*Task brief*.
All of the data must be printed exactly; please include every line.

-- start Extracted information --

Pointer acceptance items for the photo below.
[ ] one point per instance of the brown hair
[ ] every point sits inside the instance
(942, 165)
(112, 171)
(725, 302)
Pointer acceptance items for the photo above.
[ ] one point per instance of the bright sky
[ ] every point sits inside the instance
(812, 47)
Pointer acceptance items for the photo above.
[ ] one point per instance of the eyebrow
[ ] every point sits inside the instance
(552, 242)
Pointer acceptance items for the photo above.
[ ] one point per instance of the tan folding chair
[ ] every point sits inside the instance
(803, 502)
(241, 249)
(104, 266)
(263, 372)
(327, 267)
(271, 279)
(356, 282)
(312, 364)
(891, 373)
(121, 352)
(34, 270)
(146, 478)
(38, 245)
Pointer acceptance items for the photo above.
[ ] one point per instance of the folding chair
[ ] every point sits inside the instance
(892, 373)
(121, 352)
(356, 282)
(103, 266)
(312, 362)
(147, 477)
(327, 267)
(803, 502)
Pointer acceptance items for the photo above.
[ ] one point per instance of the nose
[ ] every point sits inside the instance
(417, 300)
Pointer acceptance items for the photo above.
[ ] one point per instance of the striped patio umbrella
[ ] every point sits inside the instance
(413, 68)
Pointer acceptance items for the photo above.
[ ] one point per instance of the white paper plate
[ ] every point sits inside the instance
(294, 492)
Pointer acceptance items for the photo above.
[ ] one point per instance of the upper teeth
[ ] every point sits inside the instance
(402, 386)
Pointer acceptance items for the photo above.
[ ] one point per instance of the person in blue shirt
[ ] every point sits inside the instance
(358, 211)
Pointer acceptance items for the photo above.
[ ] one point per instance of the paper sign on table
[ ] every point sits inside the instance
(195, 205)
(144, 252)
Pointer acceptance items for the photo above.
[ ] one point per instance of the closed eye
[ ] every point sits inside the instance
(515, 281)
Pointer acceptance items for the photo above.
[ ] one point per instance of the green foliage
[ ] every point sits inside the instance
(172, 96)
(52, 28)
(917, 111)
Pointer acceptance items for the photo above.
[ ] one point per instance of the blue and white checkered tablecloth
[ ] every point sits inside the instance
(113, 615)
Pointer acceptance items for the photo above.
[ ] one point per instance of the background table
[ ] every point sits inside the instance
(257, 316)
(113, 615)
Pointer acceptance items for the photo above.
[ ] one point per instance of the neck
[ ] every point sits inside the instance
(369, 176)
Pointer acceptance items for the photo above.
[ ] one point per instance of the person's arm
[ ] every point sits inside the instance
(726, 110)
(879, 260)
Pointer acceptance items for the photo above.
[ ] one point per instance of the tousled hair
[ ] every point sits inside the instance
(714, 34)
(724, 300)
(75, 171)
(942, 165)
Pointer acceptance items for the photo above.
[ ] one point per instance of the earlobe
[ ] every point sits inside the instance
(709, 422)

-- end Extracted information --

*Response for this exercise*.
Pointer acceptance items for the photo below.
[ ] one point per instance of the brown hair
[ ] every point sits inside the instance
(942, 165)
(112, 171)
(725, 302)
Pointer acceptance items for the photo above.
[ ] one point per instance of the bright sky
[ ] every point sits inside the instance
(812, 47)
Pointer acceptance items for the photo above.
[ ] one point per instance of the eyebrow
[ ] every point sits inside the instance
(552, 242)
Pointer acceptance items for the photo above.
[ ] one point per instance of the tan folding chair
[ ] every point sits inside the instance
(803, 502)
(241, 249)
(104, 266)
(263, 372)
(327, 267)
(271, 279)
(356, 282)
(312, 364)
(891, 373)
(121, 352)
(34, 270)
(146, 478)
(38, 245)
Pointer acceptance items for the photo above.
[ ] one point per instance of the folding chair
[ ] every point sits inside the instance
(892, 373)
(121, 352)
(356, 282)
(103, 266)
(312, 362)
(147, 477)
(327, 267)
(803, 502)
Pointer acceptance items for the photo above.
[ ] one point per instance of the nose
[ ] every point sits inside the instance
(417, 300)
Pointer acceptance items for the photo above.
[ ] one point per instance of the striped patio umbrella
[ ] every point sits inside the instance
(413, 68)
Pointer acceptance items for the photo above.
[ ] one point per instance of the white paper plate
[ ] every point sits inside the instance
(294, 492)
Pointer acceptance items for the photo above.
[ ] one point per instance of the upper teeth
[ ] every point sits inside the instance
(402, 386)
Pointer acceptance items for the photo above.
[ ] one point per instance of the person in blue shirt
[ ] every point sits inside the instance
(358, 211)
Pointer acceptance items for the photo above.
[ ] one point per instance of the paper sign on table
[ ] every point sits inside the instance
(195, 205)
(144, 252)
Pointer acceptance items for the photo above.
[ ] one point per instance of the closed eye
[ ] every point sits inside the instance
(515, 281)
Pointer acceptance items for the photo above.
[ ] one point per instance of the green foliage
[ ] every point sits inside the instance
(172, 96)
(52, 28)
(917, 111)
Pointer acceptance items for the photo above.
[ ] one point per instance of the blue and white checkered tablecloth
[ ] every point sits inside the instance
(113, 615)
Pointer acceptance items for the photo above.
[ ] one point per instance of the background table
[ ] every point sits inside the instance
(257, 316)
(113, 615)
Pointer acceptance items for the photo above.
[ ] one point per instance of the neck
[ ] every point sits inside the instance
(369, 176)
Pointer acceptance items for the photo above.
[ ] one point per instance of the person's arm
[ ] every point sits inside the instance
(726, 110)
(879, 260)
Pointer acceptance items for the photo above.
[ ] one point per instance of the tousled hair
[ ] every point sits inside the instance
(714, 34)
(724, 300)
(75, 171)
(942, 165)
Pointer acceptance items for the photo above.
[ ] one point per instance of the earlobe
[ ] every point sits inside the instance
(709, 422)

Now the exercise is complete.